◆ **INSTRUCTION**
List every line of the records that contains the word "sign".

(Excerpts of pointing records)

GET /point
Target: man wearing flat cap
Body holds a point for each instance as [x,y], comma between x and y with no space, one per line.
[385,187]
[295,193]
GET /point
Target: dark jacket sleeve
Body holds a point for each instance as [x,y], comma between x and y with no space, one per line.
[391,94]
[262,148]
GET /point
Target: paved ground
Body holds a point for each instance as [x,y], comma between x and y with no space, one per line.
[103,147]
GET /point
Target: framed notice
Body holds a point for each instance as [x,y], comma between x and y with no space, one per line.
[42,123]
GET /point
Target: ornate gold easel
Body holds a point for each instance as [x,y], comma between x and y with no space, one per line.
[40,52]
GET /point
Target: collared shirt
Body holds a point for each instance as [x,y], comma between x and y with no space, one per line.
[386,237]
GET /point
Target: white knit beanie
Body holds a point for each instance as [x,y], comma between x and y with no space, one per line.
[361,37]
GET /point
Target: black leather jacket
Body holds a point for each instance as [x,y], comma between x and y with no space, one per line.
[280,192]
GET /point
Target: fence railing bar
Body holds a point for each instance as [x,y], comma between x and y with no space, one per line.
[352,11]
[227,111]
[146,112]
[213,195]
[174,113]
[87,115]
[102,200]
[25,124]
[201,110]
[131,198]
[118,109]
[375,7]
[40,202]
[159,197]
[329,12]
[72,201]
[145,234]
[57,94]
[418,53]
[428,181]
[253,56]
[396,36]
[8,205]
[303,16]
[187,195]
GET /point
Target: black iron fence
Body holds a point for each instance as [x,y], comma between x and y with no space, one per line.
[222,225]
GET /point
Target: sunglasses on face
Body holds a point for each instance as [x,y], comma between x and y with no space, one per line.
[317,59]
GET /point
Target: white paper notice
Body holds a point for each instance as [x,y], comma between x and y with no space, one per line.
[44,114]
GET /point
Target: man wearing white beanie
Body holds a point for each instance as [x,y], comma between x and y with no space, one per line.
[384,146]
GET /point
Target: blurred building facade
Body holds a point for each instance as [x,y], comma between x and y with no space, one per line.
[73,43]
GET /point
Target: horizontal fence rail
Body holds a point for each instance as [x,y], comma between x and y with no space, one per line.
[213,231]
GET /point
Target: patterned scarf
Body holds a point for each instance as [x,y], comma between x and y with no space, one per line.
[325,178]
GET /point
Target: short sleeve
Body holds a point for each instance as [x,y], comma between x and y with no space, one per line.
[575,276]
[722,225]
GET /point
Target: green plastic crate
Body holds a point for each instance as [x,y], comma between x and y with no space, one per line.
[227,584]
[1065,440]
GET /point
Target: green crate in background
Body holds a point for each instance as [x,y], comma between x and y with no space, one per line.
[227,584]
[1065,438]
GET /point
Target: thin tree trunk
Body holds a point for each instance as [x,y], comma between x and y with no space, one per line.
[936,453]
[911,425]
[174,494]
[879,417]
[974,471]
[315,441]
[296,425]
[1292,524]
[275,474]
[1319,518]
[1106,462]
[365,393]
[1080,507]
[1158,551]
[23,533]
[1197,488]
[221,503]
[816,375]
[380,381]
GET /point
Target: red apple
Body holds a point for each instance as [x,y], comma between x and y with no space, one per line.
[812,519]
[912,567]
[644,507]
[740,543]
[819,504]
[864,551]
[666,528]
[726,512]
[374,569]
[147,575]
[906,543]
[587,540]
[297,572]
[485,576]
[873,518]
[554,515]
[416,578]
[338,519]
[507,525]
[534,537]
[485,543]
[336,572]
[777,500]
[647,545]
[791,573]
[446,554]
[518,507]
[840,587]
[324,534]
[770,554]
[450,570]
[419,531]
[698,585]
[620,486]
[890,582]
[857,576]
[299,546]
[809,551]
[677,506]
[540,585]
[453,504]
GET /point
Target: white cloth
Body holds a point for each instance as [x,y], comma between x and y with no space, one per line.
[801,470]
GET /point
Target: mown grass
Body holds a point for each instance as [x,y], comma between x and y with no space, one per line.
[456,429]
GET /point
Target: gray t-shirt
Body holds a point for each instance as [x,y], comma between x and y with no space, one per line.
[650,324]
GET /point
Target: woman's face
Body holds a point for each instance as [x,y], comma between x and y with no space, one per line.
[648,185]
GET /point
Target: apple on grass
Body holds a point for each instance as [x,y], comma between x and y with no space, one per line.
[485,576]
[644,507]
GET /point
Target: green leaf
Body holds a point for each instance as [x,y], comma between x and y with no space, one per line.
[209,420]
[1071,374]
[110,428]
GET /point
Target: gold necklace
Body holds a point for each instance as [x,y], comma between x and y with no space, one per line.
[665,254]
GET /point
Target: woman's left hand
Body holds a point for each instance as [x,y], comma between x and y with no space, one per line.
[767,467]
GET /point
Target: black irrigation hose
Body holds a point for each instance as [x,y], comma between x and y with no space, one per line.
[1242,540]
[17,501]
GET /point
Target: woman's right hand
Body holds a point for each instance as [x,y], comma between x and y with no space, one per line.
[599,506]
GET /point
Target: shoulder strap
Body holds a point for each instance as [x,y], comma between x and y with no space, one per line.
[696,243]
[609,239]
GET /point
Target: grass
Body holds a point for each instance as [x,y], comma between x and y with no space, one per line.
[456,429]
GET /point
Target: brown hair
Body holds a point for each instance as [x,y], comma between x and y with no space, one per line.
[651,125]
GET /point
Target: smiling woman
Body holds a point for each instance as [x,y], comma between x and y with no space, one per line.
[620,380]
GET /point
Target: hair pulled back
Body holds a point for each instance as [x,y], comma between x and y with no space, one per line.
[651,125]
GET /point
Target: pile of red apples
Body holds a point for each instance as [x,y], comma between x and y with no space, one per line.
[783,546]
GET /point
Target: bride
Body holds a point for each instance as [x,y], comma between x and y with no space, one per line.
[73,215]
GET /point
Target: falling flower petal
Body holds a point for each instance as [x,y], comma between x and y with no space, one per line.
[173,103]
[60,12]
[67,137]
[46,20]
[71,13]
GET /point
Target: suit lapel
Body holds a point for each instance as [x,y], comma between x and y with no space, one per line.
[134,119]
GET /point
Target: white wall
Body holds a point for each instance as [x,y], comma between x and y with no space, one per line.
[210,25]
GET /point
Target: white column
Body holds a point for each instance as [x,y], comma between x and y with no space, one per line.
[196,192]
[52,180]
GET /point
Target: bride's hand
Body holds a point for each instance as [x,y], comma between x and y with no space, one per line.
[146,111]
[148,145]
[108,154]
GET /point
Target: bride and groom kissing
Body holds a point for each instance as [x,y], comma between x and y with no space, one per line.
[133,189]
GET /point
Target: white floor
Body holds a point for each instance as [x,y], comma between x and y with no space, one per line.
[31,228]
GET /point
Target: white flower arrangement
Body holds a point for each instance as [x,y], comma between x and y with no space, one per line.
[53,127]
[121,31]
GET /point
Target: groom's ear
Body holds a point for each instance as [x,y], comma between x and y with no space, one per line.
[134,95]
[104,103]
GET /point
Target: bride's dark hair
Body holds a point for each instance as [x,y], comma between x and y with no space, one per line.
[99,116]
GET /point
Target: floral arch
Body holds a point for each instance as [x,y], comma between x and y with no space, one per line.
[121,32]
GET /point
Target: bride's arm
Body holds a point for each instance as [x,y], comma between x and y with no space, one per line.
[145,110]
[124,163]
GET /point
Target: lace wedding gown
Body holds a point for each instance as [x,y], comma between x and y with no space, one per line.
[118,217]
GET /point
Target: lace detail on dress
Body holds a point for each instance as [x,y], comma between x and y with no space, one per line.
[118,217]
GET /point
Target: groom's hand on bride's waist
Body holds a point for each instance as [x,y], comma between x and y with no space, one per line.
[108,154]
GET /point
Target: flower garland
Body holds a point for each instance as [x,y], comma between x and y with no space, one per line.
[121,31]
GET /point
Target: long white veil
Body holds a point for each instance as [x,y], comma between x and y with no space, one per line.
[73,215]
==
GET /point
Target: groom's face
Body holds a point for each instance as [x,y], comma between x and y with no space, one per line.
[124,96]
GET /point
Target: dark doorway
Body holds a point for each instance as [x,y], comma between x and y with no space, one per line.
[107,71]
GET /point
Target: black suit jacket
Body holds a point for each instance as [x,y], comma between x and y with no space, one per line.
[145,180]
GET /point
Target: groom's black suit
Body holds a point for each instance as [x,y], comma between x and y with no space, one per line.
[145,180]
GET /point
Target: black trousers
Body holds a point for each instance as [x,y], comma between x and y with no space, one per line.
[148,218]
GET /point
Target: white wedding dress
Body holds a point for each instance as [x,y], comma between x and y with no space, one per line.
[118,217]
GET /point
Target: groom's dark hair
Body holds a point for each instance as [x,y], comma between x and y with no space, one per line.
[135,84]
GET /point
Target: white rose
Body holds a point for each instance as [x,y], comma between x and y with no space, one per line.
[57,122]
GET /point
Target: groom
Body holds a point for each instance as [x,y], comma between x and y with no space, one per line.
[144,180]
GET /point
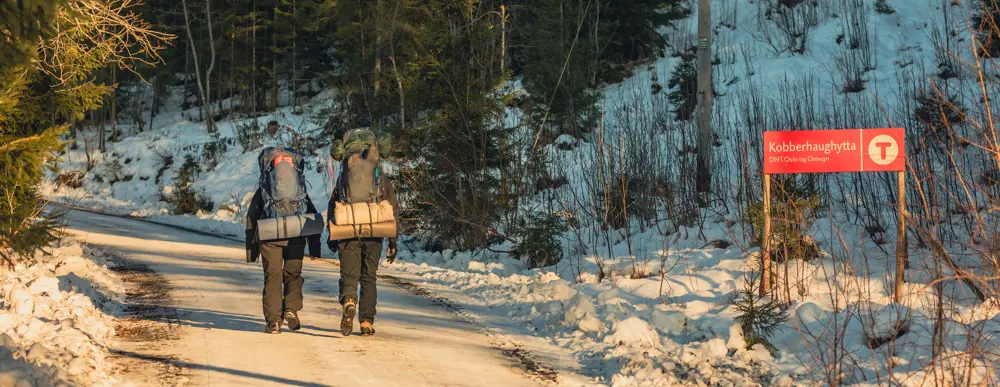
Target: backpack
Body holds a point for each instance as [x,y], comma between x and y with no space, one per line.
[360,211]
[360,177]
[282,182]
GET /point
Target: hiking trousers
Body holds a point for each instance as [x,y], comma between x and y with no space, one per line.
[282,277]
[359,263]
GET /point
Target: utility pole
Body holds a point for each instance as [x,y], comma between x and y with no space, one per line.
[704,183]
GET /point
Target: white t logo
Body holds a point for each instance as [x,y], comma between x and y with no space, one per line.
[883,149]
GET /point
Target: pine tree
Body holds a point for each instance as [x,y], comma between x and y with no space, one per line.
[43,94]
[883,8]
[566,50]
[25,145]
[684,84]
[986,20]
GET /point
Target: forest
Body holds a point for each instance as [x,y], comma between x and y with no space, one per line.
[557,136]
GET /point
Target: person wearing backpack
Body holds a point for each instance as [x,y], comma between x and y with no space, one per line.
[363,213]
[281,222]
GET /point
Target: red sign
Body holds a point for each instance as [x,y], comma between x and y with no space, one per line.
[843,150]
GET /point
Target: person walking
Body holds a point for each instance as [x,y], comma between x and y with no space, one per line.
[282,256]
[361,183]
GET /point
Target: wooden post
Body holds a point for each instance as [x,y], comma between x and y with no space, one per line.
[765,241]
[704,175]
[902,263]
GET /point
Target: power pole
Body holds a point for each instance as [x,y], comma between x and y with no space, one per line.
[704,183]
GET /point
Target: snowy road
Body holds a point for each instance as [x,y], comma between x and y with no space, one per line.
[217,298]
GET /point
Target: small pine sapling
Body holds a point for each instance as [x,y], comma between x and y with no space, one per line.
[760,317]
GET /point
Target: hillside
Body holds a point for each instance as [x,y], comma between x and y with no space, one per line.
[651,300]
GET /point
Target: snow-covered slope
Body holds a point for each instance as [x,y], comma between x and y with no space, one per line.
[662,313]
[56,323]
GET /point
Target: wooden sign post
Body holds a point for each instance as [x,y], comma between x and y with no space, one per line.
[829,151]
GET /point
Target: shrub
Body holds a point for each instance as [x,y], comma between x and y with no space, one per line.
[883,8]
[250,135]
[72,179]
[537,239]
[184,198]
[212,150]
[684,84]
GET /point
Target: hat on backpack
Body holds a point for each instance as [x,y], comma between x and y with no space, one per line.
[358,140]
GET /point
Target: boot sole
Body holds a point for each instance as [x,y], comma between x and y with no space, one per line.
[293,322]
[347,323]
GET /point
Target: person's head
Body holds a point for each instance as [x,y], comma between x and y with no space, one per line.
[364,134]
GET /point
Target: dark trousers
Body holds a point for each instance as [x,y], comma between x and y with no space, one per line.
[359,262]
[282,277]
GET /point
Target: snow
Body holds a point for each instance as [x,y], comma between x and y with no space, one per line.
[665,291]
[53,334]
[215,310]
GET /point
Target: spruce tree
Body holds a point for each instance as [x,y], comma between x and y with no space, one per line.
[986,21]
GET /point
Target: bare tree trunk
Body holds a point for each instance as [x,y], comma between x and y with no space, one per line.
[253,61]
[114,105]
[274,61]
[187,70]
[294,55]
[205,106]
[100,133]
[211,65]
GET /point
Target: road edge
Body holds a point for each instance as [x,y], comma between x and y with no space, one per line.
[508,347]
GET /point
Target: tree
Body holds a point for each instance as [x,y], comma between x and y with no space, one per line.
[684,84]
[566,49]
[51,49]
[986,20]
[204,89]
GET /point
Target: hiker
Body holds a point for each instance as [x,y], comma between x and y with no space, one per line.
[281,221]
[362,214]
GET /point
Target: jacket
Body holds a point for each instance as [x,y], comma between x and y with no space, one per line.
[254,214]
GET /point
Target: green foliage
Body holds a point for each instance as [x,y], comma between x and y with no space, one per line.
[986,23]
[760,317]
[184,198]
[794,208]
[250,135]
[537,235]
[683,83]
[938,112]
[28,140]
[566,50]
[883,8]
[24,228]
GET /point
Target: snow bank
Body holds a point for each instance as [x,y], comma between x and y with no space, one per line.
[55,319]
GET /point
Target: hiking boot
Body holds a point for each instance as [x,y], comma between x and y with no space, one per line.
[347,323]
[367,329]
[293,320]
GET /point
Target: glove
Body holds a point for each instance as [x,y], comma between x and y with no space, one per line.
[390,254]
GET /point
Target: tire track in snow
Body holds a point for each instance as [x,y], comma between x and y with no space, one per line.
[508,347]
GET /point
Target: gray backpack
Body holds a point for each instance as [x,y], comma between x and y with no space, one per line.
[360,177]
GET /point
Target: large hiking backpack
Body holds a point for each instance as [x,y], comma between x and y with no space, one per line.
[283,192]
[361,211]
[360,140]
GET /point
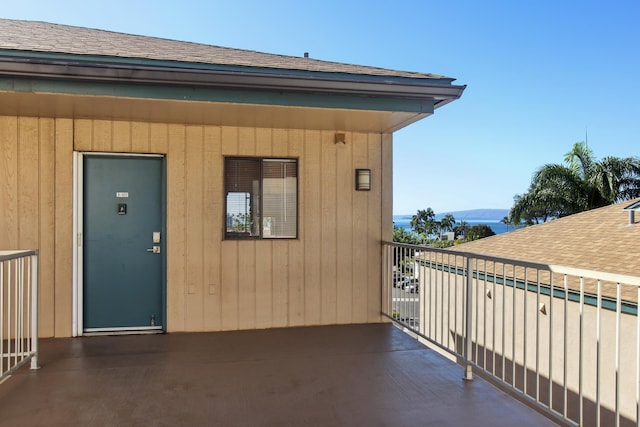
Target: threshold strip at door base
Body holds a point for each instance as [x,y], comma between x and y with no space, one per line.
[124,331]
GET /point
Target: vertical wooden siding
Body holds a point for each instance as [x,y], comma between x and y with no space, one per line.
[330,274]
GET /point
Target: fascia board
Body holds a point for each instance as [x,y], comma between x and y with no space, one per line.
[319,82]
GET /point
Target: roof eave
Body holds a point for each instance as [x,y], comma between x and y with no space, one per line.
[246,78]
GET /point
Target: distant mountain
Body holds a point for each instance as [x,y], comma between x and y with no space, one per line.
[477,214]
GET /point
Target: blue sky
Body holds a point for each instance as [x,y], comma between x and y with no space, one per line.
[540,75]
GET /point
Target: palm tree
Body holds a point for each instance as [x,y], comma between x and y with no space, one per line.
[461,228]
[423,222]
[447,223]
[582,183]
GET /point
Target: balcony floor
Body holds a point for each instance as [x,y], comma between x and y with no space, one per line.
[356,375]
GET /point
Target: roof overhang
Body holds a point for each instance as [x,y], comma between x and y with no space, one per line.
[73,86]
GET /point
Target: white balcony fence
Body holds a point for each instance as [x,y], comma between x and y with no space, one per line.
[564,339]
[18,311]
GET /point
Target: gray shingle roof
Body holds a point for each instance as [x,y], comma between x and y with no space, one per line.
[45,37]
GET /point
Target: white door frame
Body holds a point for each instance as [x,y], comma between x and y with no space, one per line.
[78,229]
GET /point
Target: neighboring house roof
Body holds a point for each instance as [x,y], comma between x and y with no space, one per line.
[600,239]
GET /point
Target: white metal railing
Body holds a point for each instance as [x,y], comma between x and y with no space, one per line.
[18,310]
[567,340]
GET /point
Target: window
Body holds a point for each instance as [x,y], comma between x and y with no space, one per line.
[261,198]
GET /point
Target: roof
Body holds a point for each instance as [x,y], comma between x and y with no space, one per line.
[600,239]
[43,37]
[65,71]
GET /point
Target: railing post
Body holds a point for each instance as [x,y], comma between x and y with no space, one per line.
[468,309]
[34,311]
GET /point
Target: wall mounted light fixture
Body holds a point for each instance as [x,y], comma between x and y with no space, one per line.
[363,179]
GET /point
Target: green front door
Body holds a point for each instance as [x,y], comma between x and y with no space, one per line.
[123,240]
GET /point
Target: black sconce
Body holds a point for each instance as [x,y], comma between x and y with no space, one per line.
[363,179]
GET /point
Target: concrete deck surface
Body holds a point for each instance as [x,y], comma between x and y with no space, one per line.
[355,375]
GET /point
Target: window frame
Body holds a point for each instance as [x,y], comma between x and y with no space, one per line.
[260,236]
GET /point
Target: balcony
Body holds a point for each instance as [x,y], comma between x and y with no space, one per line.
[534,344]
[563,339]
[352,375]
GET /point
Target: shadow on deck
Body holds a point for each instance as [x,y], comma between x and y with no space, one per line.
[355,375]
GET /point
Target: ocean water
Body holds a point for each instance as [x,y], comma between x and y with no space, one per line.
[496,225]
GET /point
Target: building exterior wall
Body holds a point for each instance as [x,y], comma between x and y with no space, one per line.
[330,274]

◆ **OUTPUT FOR THIS EXERCISE**
Target: red sign
Target: wooden sign post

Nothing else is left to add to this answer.